┌─ Exercise data

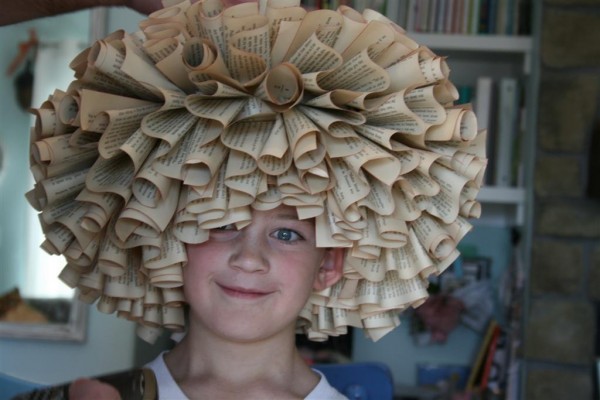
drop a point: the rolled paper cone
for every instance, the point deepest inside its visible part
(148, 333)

└─
┌─ Exercise data

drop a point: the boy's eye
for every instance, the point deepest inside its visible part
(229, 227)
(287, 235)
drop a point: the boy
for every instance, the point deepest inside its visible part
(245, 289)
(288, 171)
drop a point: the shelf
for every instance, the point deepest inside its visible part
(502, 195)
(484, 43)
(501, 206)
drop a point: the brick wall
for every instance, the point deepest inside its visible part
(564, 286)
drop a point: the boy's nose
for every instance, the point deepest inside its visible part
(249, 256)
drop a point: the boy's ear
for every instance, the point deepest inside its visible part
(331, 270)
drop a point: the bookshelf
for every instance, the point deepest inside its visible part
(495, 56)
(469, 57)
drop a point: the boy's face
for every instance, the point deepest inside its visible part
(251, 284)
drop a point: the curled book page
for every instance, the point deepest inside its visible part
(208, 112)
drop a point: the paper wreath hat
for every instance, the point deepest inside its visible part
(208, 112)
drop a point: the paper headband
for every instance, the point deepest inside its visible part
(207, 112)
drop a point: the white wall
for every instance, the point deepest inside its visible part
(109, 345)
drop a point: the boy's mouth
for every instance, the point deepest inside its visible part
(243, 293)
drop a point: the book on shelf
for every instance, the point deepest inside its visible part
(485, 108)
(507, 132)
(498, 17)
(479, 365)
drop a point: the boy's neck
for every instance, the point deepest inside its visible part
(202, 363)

└─

### Task
Pull out every line of the entries that includes the word "paper".

### Response below
drop a point: the rolled paper cone
drop a point: the paper wreath hat
drop a point: the paper headband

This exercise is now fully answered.